Edit the records from the line containing "Target: high-rise building" through the end of the records, inclusive, and change every "Point per instance" to "One point per instance". Leave everything else unchanged, and give back only those lines.

-- Begin Source material --

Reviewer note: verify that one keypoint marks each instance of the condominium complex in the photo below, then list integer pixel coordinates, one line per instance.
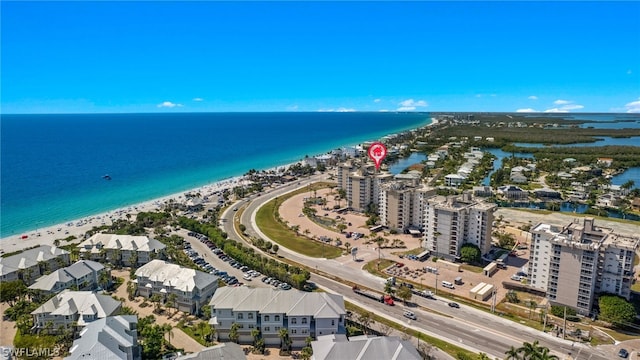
(402, 206)
(192, 288)
(83, 275)
(453, 221)
(31, 264)
(302, 314)
(574, 263)
(128, 249)
(69, 309)
(111, 338)
(361, 183)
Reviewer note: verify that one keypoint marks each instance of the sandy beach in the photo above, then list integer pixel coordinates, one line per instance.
(78, 227)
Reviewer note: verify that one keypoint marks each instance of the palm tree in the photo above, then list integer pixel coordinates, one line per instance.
(544, 354)
(233, 333)
(512, 354)
(530, 350)
(284, 338)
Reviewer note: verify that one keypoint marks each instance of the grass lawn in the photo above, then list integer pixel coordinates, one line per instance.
(449, 348)
(284, 236)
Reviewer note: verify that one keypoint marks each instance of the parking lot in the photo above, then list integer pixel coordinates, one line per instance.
(214, 261)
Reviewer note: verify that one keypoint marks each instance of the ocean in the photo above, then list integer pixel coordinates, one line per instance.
(52, 166)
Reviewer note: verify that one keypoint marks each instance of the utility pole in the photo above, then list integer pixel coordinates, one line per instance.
(493, 303)
(564, 325)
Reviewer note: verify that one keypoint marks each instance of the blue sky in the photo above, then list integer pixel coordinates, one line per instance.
(68, 57)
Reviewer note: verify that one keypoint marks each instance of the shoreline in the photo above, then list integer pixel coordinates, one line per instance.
(78, 227)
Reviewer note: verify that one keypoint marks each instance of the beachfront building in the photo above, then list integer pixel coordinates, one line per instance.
(83, 275)
(127, 250)
(193, 288)
(111, 338)
(362, 184)
(364, 347)
(453, 221)
(574, 263)
(33, 263)
(224, 351)
(401, 205)
(303, 314)
(70, 309)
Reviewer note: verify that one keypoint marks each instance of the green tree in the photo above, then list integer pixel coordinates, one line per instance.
(615, 310)
(512, 354)
(172, 301)
(470, 253)
(404, 293)
(233, 333)
(12, 291)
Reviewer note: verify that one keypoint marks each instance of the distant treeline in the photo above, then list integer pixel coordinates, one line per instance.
(504, 135)
(623, 156)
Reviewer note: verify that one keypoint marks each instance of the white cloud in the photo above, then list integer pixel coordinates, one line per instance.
(169, 104)
(565, 106)
(406, 108)
(337, 110)
(572, 107)
(411, 105)
(633, 107)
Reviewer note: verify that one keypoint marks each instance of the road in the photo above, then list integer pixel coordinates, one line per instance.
(466, 327)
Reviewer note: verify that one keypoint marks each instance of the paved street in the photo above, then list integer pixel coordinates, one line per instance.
(470, 328)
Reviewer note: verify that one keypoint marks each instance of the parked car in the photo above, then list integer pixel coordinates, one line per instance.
(623, 353)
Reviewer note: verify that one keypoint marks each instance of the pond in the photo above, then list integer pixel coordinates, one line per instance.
(398, 166)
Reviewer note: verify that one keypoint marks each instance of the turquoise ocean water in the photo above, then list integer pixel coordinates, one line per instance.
(52, 165)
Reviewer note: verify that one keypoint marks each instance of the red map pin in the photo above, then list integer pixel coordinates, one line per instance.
(377, 152)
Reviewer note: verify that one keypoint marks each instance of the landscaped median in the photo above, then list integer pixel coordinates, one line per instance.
(267, 219)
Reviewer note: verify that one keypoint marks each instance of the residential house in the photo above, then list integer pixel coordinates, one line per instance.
(547, 193)
(73, 308)
(33, 263)
(608, 200)
(83, 275)
(482, 191)
(303, 314)
(339, 347)
(223, 351)
(110, 338)
(193, 288)
(512, 192)
(453, 221)
(128, 249)
(454, 180)
(574, 263)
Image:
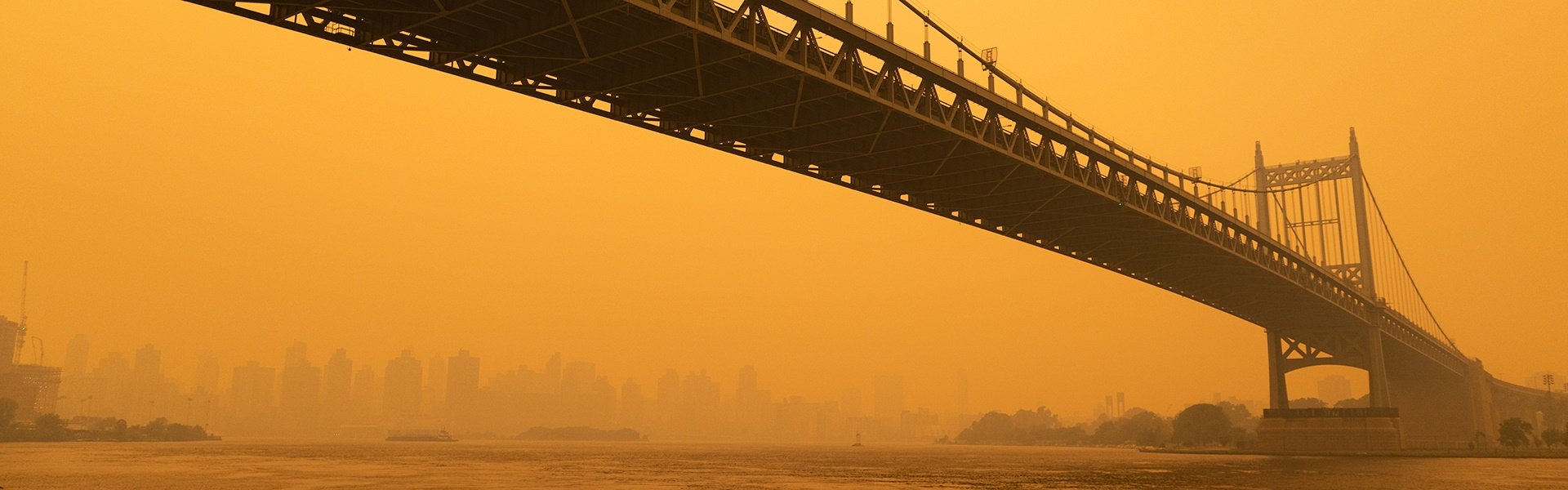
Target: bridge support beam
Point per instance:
(1278, 396)
(1377, 371)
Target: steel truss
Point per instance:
(787, 83)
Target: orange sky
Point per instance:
(206, 183)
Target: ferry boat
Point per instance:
(421, 437)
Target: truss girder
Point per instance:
(756, 81)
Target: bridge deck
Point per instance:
(787, 83)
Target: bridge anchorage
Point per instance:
(1300, 250)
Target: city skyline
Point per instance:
(318, 394)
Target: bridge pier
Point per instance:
(1375, 428)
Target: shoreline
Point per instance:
(1407, 452)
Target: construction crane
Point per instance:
(20, 330)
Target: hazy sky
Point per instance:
(206, 183)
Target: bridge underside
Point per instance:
(654, 69)
(784, 83)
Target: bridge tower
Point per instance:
(1294, 207)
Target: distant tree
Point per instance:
(1356, 403)
(7, 416)
(1201, 425)
(1551, 437)
(1515, 432)
(1308, 403)
(1239, 415)
(49, 428)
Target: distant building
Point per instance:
(888, 396)
(403, 387)
(300, 390)
(10, 332)
(76, 355)
(336, 387)
(463, 387)
(33, 388)
(436, 384)
(632, 406)
(363, 393)
(1333, 390)
(253, 390)
(207, 372)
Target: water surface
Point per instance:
(332, 464)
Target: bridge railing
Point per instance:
(1236, 200)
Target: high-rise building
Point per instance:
(76, 355)
(149, 365)
(463, 387)
(630, 408)
(403, 387)
(336, 387)
(552, 369)
(1333, 388)
(253, 390)
(961, 393)
(888, 396)
(8, 335)
(207, 374)
(363, 393)
(295, 355)
(300, 388)
(852, 401)
(436, 384)
(666, 396)
(700, 399)
(753, 408)
(577, 377)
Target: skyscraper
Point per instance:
(76, 355)
(436, 384)
(253, 390)
(403, 382)
(463, 387)
(336, 387)
(888, 396)
(207, 374)
(630, 408)
(300, 388)
(1333, 390)
(149, 365)
(363, 393)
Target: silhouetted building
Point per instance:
(33, 388)
(300, 390)
(632, 406)
(463, 387)
(76, 355)
(753, 408)
(363, 393)
(336, 387)
(1333, 390)
(888, 396)
(207, 372)
(402, 382)
(436, 385)
(253, 390)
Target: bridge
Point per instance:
(1297, 248)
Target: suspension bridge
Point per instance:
(1298, 248)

-- End Source material --

Final result.
Target: high-rise building
One point per instance:
(76, 355)
(149, 365)
(463, 387)
(630, 408)
(403, 387)
(336, 387)
(552, 369)
(1333, 388)
(253, 390)
(961, 393)
(888, 396)
(8, 335)
(207, 374)
(363, 393)
(295, 355)
(300, 388)
(852, 401)
(436, 384)
(666, 396)
(700, 399)
(753, 408)
(577, 377)
Target: skyscraper
One point per instance:
(76, 355)
(436, 384)
(253, 390)
(403, 382)
(463, 387)
(336, 387)
(888, 396)
(207, 374)
(630, 408)
(300, 388)
(1333, 390)
(149, 365)
(363, 393)
Target: silhouetted building
One point per instance:
(33, 388)
(300, 390)
(632, 406)
(463, 387)
(76, 355)
(753, 408)
(363, 393)
(336, 387)
(1333, 390)
(888, 396)
(207, 372)
(402, 382)
(436, 385)
(253, 390)
Target: bridge
One point per instance:
(1297, 248)
Target: suspension bridge
One point per instance:
(1298, 248)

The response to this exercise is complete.